EXERCISE OBJECTIVE
Please continue the news report on the hostage crisis at the Colleyville synagogue from where it stops.

In it, he could be heard saying, "You get my sister on the phone," and "I am gonna die."
He was also heard saying: "There's something wrong with America."
SWAT team members deploy near the Congregation Beth Israel Synagogue in Colleyville, Texas.–AFP
Beth Israel congregation member Ellen Smith, who grew up going to the synagogue, described the situation as "shocking and horrifying" in a CNN interview.
She said the congregation was a "tight" community, and the rabbi in particular was "the best human I think anyone could ever meet."
But she said it was "not shocking" the crisis occurred in a Jewish community.
"Cases of anti-Semitism have risen lately, but since Jews were first walking the Earth, we have been persecuted," she said. "It feels almost hopeless."
President Joe Biden pledged to "stand against anti-Semitism and against the rise of extremism in this country."
"I am grateful to the tireless work of law enforcement at all levels who acted cooperatively and fearlessly to rescue the hostages," he said. "We are sending love and strength to the members of Congregation Beth Israel, Colleyville, and the Jewish community."

RECORD SET
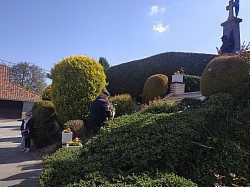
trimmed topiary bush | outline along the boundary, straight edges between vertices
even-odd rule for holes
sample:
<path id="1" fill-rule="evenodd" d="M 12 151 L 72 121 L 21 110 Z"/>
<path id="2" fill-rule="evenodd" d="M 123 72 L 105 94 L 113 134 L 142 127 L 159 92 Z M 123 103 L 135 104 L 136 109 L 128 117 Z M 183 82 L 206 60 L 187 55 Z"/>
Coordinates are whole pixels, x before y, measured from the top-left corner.
<path id="1" fill-rule="evenodd" d="M 111 95 L 130 94 L 133 98 L 142 94 L 147 78 L 155 74 L 171 77 L 173 73 L 185 68 L 188 75 L 201 76 L 208 62 L 217 55 L 167 52 L 148 58 L 112 66 L 106 72 L 107 89 Z"/>
<path id="2" fill-rule="evenodd" d="M 168 90 L 168 77 L 163 74 L 150 76 L 144 84 L 142 102 L 148 103 L 156 97 L 163 97 Z"/>
<path id="3" fill-rule="evenodd" d="M 239 56 L 214 58 L 201 76 L 202 95 L 228 93 L 240 96 L 249 76 L 248 69 L 248 63 Z"/>
<path id="4" fill-rule="evenodd" d="M 103 67 L 93 58 L 71 56 L 51 71 L 52 102 L 63 123 L 89 114 L 89 106 L 106 86 Z"/>
<path id="5" fill-rule="evenodd" d="M 115 117 L 135 112 L 135 102 L 129 94 L 116 95 L 109 102 L 115 107 Z"/>
<path id="6" fill-rule="evenodd" d="M 195 75 L 184 75 L 185 92 L 200 91 L 201 77 Z"/>
<path id="7" fill-rule="evenodd" d="M 51 101 L 51 84 L 47 86 L 42 92 L 42 100 Z"/>

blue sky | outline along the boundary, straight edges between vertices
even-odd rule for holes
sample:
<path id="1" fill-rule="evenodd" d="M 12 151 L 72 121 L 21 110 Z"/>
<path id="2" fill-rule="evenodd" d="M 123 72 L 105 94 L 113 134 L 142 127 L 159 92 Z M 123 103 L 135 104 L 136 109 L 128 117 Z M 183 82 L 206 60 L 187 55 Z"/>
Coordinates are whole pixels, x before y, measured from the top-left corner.
<path id="1" fill-rule="evenodd" d="M 50 70 L 71 55 L 111 66 L 163 52 L 216 54 L 229 0 L 0 0 L 0 59 Z M 240 0 L 241 42 L 250 1 Z"/>

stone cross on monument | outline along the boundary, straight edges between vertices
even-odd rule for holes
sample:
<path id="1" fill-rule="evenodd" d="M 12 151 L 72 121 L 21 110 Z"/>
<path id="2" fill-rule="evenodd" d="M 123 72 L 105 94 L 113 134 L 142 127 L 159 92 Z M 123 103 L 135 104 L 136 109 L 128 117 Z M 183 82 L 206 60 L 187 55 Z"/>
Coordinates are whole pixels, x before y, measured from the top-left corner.
<path id="1" fill-rule="evenodd" d="M 226 7 L 226 10 L 229 11 L 228 19 L 232 19 L 234 17 L 233 8 L 235 7 L 235 2 L 233 0 L 229 1 L 229 5 Z"/>
<path id="2" fill-rule="evenodd" d="M 236 17 L 234 16 L 234 9 Z M 235 54 L 241 49 L 240 44 L 240 22 L 242 19 L 237 18 L 239 12 L 239 0 L 230 0 L 226 7 L 229 11 L 228 19 L 221 24 L 223 27 L 222 46 L 220 48 L 222 55 Z"/>

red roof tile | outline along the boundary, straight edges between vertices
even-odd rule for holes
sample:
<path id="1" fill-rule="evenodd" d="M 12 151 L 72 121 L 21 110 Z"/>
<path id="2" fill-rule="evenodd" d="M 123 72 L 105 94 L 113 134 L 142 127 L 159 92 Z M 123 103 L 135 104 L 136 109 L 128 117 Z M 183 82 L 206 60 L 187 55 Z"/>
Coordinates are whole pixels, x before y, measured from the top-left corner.
<path id="1" fill-rule="evenodd" d="M 0 64 L 0 99 L 32 101 L 41 100 L 41 96 L 9 81 L 9 67 Z"/>

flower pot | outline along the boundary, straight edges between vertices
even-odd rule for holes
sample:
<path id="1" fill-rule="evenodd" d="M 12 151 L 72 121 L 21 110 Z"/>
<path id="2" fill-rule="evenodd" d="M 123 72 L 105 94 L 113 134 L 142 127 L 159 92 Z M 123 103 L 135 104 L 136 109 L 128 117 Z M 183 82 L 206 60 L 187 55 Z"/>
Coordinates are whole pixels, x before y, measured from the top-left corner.
<path id="1" fill-rule="evenodd" d="M 183 82 L 183 75 L 182 74 L 172 75 L 172 82 Z"/>
<path id="2" fill-rule="evenodd" d="M 65 133 L 62 132 L 62 144 L 66 144 L 66 142 L 72 140 L 73 133 Z"/>
<path id="3" fill-rule="evenodd" d="M 69 148 L 69 149 L 77 150 L 77 149 L 80 149 L 82 147 L 82 145 L 81 146 L 67 145 L 66 147 Z"/>

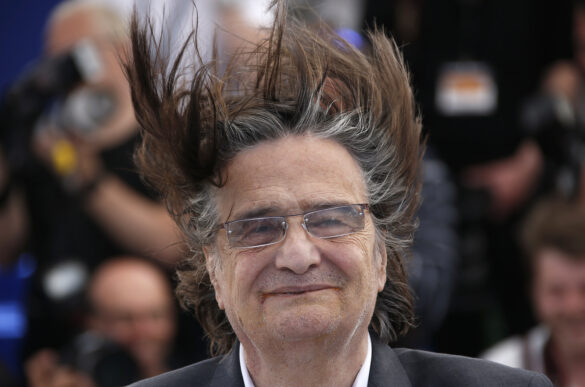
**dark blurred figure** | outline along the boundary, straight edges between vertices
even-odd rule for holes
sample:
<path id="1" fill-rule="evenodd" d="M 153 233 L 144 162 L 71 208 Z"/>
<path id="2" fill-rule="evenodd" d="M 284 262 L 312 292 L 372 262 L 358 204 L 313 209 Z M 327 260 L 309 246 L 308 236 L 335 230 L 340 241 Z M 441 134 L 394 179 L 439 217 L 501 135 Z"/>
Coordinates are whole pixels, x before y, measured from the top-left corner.
<path id="1" fill-rule="evenodd" d="M 26 332 L 26 296 L 34 260 L 25 253 L 29 219 L 22 187 L 0 147 L 0 385 L 16 386 Z"/>
<path id="2" fill-rule="evenodd" d="M 177 341 L 177 309 L 168 273 L 132 256 L 101 264 L 87 288 L 87 330 L 59 351 L 26 364 L 31 387 L 113 386 L 158 375 L 193 359 Z"/>
<path id="3" fill-rule="evenodd" d="M 456 179 L 459 266 L 435 349 L 476 355 L 534 321 L 515 230 L 558 169 L 520 117 L 544 69 L 571 55 L 572 2 L 366 4 L 366 22 L 403 44 L 429 143 Z"/>
<path id="4" fill-rule="evenodd" d="M 83 329 L 89 273 L 104 257 L 175 264 L 176 226 L 135 172 L 139 138 L 120 66 L 126 23 L 95 1 L 64 1 L 46 26 L 45 53 L 2 100 L 9 175 L 26 193 L 27 250 L 37 260 L 25 355 Z"/>
<path id="5" fill-rule="evenodd" d="M 546 201 L 522 233 L 539 325 L 482 357 L 545 373 L 555 386 L 585 385 L 585 207 Z"/>

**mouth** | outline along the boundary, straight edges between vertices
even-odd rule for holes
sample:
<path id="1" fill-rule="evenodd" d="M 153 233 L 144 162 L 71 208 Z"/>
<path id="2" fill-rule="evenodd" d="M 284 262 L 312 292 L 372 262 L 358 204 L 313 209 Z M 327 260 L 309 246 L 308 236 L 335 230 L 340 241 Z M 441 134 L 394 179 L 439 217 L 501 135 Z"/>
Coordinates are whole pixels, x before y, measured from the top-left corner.
<path id="1" fill-rule="evenodd" d="M 310 285 L 310 286 L 292 286 L 277 288 L 265 293 L 262 293 L 264 299 L 276 296 L 299 296 L 307 293 L 319 292 L 321 290 L 340 290 L 338 287 L 331 285 Z"/>

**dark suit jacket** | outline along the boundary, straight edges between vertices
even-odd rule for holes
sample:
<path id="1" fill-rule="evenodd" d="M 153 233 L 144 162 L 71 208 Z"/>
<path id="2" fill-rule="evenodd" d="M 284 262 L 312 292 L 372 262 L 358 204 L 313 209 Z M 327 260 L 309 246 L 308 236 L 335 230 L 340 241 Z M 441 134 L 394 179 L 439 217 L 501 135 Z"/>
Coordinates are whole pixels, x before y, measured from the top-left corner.
<path id="1" fill-rule="evenodd" d="M 132 387 L 244 387 L 239 344 L 223 357 L 205 360 Z M 496 387 L 552 386 L 542 374 L 486 360 L 410 349 L 392 349 L 372 335 L 372 365 L 368 386 Z"/>

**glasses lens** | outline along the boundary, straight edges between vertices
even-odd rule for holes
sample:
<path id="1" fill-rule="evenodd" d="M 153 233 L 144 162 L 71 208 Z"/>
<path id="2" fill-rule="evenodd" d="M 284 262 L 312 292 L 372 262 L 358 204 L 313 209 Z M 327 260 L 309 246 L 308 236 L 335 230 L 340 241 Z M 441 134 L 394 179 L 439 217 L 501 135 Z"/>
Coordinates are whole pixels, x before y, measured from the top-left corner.
<path id="1" fill-rule="evenodd" d="M 227 224 L 232 247 L 254 247 L 276 243 L 284 236 L 284 218 L 242 219 Z"/>
<path id="2" fill-rule="evenodd" d="M 305 215 L 307 231 L 318 238 L 333 238 L 364 229 L 364 211 L 359 205 L 327 208 Z"/>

RESPONSE AREA
Israel's ambassador to the United States, Michael Herzog, said he was "grateful" all the hostages had been released safely.
"No one should ever be afraid to assemble in their place of worship," the Jewish Community Relations Council said in a statement.
The Council on American-Islamic Relations condemned the hostage situation and said it was in contact with Colleyville Jewish leaders to "provide any assistance possible."
Who is Aafia Siddiqui
Although initial reports suggested the hostage-taker was Siddiqui's brother, a former lawyer of the brother claimed that he was not involved in the hostage situation, according to The Daily Beast. Upon hearing about the incident, Aafia released a statement telling the hostage-taker to stand down, The Daily Beast reported.
Aafia Siddiqui is a Pakistani neuroscientist who moved to the US in 1990 on a student visa, subsequently studying at the University of Houston before transferring to MIT where she triple-majored in biology, anthropology, and archaeology, and later receiving her PhD from Brandeis University, as reported in Peter Bergen's book The Longest War: The Enduring Conflict Between America and Al-Qaeda. After wedding anesthesiologist Amjad Mohammed Khan in an arranged marriage, Siddiqui had two sons and a daughter in 1996, 1998 and 2002.
After the 9/11 attacks, Siddiqui insisted to her husband that the family move to Pakistan, and when they did she wanted to move to the country's border with Afghanistan to provide medical aid to Taliban.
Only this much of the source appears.